SOURCE DATA START
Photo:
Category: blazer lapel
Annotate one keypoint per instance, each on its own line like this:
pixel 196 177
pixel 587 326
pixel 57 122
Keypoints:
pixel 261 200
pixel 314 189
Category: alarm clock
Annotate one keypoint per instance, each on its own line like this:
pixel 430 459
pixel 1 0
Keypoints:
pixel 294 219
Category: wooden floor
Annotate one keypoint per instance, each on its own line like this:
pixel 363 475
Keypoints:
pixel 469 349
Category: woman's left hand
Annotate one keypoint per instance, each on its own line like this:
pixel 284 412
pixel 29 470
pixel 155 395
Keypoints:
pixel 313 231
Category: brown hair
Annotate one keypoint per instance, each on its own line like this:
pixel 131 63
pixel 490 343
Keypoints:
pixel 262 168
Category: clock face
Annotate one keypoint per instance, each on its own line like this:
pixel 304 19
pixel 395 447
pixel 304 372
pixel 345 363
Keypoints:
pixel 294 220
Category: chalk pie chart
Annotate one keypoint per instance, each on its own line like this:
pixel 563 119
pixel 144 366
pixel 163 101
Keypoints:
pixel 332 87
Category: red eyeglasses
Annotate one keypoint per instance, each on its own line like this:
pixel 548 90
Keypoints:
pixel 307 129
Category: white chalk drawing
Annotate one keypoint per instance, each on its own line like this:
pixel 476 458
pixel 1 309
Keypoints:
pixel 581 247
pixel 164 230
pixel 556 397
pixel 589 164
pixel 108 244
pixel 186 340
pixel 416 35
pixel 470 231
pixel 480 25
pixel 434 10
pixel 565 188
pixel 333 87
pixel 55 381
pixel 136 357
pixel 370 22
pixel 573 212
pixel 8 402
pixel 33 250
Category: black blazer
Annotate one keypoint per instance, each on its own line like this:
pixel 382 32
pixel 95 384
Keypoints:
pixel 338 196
SOURCE DATA END
:: EXERCISE BRIEF ::
Set the entries above down again, each one exactly as written.

:: TASK OUTPUT ::
Photo:
Category: blazer lapel
Annotate one keypoint per instance, each on its own line like this:
pixel 196 177
pixel 587 326
pixel 57 122
Keypoints:
pixel 261 200
pixel 314 189
Category: alarm clock
Annotate one keypoint per instance, each on its own line like this:
pixel 430 459
pixel 1 0
Keypoints:
pixel 294 219
Category: wooden floor
Annotate one keypoint per instance, each on its own line like this:
pixel 363 475
Keypoints:
pixel 469 349
Category: woman's left hand
Annotate one keypoint per instance, each on its own line like this:
pixel 284 412
pixel 29 470
pixel 155 395
Keypoints:
pixel 313 231
Category: brown hair
Annotate one keypoint per instance, each on its own line like this:
pixel 131 63
pixel 490 343
Keypoints:
pixel 262 168
Category: clock face
Annotate one keypoint per instance, each on its own line like this:
pixel 304 19
pixel 395 447
pixel 304 372
pixel 345 363
Keypoints:
pixel 294 220
Category: chalk pie chart
Annotate one keypoint per instance, each on its own line like this:
pixel 563 119
pixel 144 366
pixel 163 101
Keypoints:
pixel 332 87
Category: red eyeglasses
Annotate one keypoint per instance, each on its own line like this:
pixel 548 90
Keypoints:
pixel 307 129
Category: white chalk drawing
Annotate one keypoint per instance, each on its own line like this:
pixel 476 458
pixel 1 309
Keypoints:
pixel 581 247
pixel 164 230
pixel 556 397
pixel 589 164
pixel 108 244
pixel 186 340
pixel 416 35
pixel 470 231
pixel 480 25
pixel 434 10
pixel 565 188
pixel 333 87
pixel 55 381
pixel 136 357
pixel 370 22
pixel 573 212
pixel 8 402
pixel 33 250
Category: black blazer
Annotate one keypoint per instance, each on its own line like this:
pixel 382 32
pixel 95 384
Keypoints:
pixel 338 196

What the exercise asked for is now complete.